◆ **Direction**: Recast everything from the start of the material down to the line containing "top-left (208, 101), bottom-right (274, 124)" as a Markdown table with the columns Row and Line, numbering each line and leaving out any blank ones.

◆ **Extracted records**:
::::

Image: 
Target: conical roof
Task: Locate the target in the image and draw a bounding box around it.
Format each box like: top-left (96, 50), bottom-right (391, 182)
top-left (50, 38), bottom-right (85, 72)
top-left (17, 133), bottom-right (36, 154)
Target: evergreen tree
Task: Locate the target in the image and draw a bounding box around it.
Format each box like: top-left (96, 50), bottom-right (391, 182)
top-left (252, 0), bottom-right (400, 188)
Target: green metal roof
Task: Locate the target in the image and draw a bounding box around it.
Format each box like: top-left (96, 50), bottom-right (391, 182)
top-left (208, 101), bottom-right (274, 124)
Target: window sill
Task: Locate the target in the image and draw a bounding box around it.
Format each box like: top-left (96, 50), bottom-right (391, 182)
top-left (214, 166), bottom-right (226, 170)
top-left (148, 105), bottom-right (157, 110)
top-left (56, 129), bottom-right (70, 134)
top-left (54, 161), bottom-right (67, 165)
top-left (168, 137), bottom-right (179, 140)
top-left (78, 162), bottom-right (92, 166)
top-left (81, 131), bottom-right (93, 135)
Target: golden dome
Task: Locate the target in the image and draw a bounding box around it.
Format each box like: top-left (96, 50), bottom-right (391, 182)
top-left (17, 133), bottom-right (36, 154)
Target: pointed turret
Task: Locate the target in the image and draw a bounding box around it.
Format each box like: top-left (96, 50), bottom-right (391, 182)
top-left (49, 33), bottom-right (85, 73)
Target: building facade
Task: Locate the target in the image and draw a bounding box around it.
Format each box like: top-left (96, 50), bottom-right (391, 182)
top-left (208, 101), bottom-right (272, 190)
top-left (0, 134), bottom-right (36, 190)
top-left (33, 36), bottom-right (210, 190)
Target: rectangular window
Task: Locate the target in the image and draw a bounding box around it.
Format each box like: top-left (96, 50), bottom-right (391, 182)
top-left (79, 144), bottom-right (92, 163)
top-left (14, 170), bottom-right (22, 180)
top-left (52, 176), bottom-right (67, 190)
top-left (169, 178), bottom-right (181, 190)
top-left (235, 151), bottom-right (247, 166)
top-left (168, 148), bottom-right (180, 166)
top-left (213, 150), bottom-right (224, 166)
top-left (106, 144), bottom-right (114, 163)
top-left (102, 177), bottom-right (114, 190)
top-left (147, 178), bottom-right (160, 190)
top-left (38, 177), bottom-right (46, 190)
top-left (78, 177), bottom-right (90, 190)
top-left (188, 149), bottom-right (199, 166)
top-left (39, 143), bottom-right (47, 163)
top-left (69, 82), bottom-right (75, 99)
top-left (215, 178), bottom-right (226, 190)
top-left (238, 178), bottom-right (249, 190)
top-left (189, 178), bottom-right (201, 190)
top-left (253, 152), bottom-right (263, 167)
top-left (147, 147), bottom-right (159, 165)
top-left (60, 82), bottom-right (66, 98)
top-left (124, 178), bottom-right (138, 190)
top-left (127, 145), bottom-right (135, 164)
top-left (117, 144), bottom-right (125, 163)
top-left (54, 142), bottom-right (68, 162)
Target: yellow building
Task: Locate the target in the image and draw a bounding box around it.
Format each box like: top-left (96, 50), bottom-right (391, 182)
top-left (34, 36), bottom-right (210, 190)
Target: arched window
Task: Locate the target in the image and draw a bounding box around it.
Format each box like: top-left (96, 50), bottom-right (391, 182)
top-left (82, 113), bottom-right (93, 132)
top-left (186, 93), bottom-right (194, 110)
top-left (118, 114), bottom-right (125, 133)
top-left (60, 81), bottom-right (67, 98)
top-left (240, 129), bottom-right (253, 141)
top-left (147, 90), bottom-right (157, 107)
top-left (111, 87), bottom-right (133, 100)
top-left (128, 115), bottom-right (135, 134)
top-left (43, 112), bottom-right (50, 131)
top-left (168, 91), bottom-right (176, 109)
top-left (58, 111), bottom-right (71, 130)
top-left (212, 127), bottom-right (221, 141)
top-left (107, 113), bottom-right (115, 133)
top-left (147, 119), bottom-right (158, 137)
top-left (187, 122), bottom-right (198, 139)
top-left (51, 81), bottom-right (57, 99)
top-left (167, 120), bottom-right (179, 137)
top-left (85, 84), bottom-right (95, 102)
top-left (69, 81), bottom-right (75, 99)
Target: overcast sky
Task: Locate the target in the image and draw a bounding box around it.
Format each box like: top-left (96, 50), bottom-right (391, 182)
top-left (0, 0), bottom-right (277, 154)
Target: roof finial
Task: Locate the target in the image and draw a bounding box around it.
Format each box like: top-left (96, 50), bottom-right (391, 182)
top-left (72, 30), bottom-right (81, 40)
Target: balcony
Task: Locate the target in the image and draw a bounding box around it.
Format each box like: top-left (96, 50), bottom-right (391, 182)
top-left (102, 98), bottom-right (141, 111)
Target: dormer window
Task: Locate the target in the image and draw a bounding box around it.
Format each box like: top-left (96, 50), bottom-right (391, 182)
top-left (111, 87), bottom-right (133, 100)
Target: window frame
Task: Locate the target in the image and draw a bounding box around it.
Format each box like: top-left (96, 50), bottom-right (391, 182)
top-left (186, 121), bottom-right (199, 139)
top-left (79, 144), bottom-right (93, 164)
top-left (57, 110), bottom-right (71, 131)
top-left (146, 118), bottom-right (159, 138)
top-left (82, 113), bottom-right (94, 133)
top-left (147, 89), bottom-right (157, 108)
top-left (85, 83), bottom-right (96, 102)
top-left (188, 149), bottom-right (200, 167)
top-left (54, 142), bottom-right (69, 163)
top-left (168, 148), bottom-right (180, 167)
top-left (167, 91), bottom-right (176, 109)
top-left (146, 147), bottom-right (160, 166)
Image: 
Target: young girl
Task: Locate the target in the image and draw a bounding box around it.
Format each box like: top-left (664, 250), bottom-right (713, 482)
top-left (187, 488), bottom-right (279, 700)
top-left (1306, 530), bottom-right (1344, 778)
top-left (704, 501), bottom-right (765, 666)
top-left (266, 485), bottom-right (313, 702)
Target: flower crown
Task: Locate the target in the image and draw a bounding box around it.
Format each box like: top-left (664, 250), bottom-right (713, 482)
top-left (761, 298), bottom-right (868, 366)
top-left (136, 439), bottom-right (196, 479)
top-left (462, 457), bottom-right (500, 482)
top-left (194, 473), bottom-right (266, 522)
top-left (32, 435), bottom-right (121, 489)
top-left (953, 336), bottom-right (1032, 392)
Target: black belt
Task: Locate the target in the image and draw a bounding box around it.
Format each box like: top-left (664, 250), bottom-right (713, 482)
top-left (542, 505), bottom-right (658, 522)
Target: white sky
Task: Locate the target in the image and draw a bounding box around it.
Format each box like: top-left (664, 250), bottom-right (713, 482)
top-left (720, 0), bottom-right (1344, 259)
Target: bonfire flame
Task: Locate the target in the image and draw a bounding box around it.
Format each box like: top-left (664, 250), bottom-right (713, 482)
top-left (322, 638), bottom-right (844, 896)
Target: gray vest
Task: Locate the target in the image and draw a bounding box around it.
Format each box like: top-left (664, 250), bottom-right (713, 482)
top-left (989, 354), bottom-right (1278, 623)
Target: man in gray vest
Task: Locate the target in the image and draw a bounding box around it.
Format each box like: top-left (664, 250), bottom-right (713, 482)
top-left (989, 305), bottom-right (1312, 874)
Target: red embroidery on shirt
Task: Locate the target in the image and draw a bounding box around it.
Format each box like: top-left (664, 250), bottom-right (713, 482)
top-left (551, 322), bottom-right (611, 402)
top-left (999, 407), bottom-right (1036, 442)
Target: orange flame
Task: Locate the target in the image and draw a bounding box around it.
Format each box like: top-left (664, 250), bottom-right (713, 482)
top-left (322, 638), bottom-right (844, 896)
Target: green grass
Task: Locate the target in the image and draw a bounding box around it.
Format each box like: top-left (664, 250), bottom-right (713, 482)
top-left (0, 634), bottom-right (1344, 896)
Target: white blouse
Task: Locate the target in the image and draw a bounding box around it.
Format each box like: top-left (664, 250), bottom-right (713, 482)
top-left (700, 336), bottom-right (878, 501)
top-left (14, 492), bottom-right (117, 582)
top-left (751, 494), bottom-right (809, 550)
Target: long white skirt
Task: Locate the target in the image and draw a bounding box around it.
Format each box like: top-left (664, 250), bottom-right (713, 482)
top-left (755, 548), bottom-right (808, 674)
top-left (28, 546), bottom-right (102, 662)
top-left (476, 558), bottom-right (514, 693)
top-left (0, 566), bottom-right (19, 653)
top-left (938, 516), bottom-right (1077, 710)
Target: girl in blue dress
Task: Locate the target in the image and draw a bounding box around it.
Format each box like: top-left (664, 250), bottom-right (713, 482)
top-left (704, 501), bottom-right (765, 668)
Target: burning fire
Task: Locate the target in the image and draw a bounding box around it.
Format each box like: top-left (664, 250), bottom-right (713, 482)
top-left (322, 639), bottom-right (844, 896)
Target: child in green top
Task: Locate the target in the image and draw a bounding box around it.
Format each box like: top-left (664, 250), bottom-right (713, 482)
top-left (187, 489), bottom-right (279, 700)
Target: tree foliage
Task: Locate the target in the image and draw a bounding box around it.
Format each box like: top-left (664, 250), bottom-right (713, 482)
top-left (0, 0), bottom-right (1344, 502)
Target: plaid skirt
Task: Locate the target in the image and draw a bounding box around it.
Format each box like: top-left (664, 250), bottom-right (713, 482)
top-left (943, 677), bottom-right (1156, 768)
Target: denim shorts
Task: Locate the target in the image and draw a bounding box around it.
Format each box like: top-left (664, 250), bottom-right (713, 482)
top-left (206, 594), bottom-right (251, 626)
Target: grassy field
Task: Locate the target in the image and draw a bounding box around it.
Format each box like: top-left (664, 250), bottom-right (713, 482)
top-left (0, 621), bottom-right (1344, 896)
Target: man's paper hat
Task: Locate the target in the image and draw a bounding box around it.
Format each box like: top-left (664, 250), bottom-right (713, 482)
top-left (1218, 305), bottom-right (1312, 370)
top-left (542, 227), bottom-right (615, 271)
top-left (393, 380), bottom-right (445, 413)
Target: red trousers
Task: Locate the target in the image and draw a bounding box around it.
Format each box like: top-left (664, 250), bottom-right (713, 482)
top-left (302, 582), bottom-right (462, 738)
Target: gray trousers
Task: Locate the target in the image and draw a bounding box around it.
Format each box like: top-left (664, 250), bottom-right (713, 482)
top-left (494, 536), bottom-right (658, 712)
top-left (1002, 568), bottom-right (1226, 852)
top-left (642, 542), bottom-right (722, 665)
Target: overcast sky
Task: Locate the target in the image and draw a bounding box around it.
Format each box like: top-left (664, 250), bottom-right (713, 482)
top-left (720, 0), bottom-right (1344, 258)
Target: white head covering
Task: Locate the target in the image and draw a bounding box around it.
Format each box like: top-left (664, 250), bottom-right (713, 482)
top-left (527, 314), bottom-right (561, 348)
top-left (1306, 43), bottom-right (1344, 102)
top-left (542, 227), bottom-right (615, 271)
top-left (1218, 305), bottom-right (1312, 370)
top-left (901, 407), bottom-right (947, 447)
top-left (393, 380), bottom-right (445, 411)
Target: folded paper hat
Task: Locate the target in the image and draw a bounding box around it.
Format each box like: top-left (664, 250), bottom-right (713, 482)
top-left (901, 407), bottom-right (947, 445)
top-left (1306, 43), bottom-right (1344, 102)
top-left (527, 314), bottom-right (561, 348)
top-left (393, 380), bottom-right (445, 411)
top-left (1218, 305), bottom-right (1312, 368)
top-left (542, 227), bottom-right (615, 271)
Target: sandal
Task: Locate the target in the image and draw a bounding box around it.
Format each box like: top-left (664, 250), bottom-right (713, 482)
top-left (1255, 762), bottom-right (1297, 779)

::::

◆ **Task output**:
| Row | Line |
|---|---|
| 1 | Image:  |
| 2 | Target: conical roof |
| 3 | Task: Locate the target in the image and draw a bounding box around it. |
| 4 | Format each box like: top-left (96, 50), bottom-right (391, 182) |
| 5 | top-left (50, 38), bottom-right (85, 72) |
| 6 | top-left (17, 133), bottom-right (36, 154) |
| 7 | Target: evergreen tree |
| 8 | Task: Locate the target in the image and draw a bounding box around it. |
| 9 | Format each box like: top-left (96, 50), bottom-right (391, 182) |
| 10 | top-left (252, 0), bottom-right (400, 188) |
| 11 | Target: green metal roof |
| 12 | Task: Locate the target in the image and draw a bounding box around it. |
| 13 | Format each box like: top-left (96, 50), bottom-right (391, 182) |
| 14 | top-left (208, 101), bottom-right (274, 124) |